▶ _Problem_:
Below is a set of records; restate each one word for word.

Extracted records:

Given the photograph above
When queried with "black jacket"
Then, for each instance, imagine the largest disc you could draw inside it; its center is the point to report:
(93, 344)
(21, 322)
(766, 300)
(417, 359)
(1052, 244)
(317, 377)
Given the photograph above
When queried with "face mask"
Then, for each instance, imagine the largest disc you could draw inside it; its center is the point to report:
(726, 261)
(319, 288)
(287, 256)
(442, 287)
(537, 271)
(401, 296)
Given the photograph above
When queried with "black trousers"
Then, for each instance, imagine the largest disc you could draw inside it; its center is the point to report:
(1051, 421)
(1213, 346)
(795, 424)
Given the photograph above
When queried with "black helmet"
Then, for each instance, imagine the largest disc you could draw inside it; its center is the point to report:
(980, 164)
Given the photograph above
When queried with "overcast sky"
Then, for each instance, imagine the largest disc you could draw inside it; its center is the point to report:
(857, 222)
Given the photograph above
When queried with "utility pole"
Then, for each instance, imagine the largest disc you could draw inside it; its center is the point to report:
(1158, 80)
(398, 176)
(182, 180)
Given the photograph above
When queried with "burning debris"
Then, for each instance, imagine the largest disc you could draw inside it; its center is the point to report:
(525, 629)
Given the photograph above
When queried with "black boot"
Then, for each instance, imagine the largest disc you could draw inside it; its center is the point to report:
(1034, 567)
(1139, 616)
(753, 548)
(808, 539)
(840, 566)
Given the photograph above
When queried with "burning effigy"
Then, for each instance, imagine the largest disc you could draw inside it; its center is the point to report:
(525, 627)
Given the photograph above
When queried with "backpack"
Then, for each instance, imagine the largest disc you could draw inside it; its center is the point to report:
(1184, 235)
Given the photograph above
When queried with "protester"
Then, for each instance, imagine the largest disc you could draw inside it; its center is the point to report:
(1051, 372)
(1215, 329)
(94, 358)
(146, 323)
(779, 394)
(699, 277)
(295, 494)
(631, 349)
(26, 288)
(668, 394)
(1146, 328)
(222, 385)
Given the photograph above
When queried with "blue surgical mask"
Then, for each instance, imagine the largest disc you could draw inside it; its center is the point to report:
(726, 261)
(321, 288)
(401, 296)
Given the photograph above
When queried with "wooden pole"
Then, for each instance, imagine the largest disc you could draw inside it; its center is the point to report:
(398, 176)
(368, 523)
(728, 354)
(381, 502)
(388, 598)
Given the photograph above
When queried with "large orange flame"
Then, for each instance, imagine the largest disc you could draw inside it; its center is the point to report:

▶ _Finished task_:
Given the photograph above
When queried with "black jacket"
Then, for each instance, imagine the largest disc you could draw inside it; its center is the point to report:
(93, 344)
(21, 322)
(766, 300)
(417, 359)
(1052, 244)
(317, 377)
Given the photograph above
When queried with "face mask"
Then, for each instance, imagine the largest disc you could draw inside it; its center is the point to report:
(726, 261)
(319, 288)
(287, 256)
(442, 287)
(537, 271)
(401, 296)
Given the photograph above
When queried with "black trousers"
Then, for each instance, imagine the largest disc you could draw inside it; its center is the point to report:
(1051, 421)
(1213, 346)
(795, 424)
Given the photograph above
When queried with "black helmet"
Then, for each instance, imagine the largest disc you could draw inside it; its center is the point to report:
(980, 164)
Given the photograph above
When queried with "overcast sky"
Then, for each instance, imagine the largest disc you could draw inside it; its center is the point to report:
(857, 222)
Given the photograph above
When queried with "utility pole"
Then, for each instance, imagine the largest disc you could draw inside it; its center is the point to report:
(1158, 80)
(398, 176)
(182, 180)
Given the photograph above
When queried with "burning debris"
Then, for each instance, imagine the largest disc you could draw inside it; its center is the point to report:
(525, 629)
Given the photograph above
When queried with "black boot"
Then, for each instance, imagine the largest disc you could draw inside it; its center is the point to report:
(1034, 567)
(1139, 616)
(753, 548)
(808, 539)
(840, 566)
Given the photograph above
When queried with "burning effigy"
Then, for each instance, imagine the largest disc you could draw inside it; its center is the point to report:
(525, 627)
Given the photograph above
When queried with "backpack"
Then, for each instance, imagine the largest disc you could draw inside it; its center is the point to report:
(1184, 235)
Given the photograph above
When queried with "protester"
Then, for each instance, imagine the largest disc you could draw inside it; its center is the point to report:
(1051, 372)
(1215, 329)
(94, 358)
(146, 323)
(779, 394)
(699, 277)
(295, 494)
(631, 349)
(26, 288)
(668, 394)
(1146, 328)
(222, 385)
Given the photograph above
When queried with "blue surgical mask"
Then, for each instance, imagine the largest disc you could draw inside it; its center is the point to report:
(726, 261)
(321, 288)
(401, 296)
Given the photograph above
When queried with "wooden pole"
Then, for each instance, imagine the largest disc you could draw inside it; its center is the point to report:
(398, 176)
(368, 523)
(728, 354)
(381, 502)
(388, 598)
Given the photograph above
When queried with "large orange flame"
Then, for each instance, imagine the largest disc you could draw inside it; its center is the point to report:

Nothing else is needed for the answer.